[TASK DETAILS]
Collect every line below that contains the word "shirt", and copy each of those lines in full.
------------------------------------------------------------
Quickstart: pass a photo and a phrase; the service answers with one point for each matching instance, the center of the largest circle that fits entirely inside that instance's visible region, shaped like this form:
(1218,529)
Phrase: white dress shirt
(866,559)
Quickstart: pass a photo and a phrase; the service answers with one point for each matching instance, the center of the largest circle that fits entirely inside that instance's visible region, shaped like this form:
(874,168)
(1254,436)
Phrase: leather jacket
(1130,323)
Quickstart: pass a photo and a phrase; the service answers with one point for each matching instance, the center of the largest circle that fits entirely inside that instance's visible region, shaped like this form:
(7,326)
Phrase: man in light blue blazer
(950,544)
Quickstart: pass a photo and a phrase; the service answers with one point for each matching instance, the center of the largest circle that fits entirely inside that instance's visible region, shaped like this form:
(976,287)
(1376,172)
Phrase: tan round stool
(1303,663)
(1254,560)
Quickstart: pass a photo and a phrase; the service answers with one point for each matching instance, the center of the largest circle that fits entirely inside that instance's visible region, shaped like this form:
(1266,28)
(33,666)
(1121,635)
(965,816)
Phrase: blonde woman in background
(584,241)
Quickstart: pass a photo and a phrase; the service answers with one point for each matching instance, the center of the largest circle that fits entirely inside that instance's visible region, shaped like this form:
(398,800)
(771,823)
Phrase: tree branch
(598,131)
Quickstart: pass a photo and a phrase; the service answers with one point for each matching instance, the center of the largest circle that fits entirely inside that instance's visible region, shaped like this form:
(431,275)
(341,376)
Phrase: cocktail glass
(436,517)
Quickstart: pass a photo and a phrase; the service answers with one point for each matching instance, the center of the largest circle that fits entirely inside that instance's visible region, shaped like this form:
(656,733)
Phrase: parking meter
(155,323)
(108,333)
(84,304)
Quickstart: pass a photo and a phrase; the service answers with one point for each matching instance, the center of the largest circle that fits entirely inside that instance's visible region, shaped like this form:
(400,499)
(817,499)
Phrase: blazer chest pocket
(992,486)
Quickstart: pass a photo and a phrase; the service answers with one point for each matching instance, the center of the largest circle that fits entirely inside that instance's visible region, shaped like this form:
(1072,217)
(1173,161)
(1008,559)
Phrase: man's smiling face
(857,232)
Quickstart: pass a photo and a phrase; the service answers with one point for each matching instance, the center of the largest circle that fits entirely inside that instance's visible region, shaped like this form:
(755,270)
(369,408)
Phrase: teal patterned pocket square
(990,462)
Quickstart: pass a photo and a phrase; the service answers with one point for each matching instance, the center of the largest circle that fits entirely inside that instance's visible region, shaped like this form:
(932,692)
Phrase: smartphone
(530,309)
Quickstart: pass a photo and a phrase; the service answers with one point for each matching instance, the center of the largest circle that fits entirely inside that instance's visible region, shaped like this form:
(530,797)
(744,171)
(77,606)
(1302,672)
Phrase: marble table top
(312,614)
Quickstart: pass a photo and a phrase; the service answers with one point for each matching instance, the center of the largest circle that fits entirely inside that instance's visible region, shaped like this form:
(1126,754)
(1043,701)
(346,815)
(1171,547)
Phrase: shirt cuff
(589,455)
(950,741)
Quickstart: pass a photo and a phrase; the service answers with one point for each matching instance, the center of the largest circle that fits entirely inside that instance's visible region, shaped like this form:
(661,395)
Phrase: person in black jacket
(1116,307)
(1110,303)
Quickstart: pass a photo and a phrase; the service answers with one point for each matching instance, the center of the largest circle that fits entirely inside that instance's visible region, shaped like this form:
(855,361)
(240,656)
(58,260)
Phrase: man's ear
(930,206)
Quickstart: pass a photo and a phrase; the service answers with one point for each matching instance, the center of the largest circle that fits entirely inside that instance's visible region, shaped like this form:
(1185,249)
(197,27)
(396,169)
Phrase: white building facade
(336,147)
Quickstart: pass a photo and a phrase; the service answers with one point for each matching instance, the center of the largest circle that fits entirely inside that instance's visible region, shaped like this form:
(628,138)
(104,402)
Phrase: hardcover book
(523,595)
------------------------------------------------------------
[SOLUTION TO THIS PROBLEM]
Phrase: white dress shirt
Phrase: shirt cuff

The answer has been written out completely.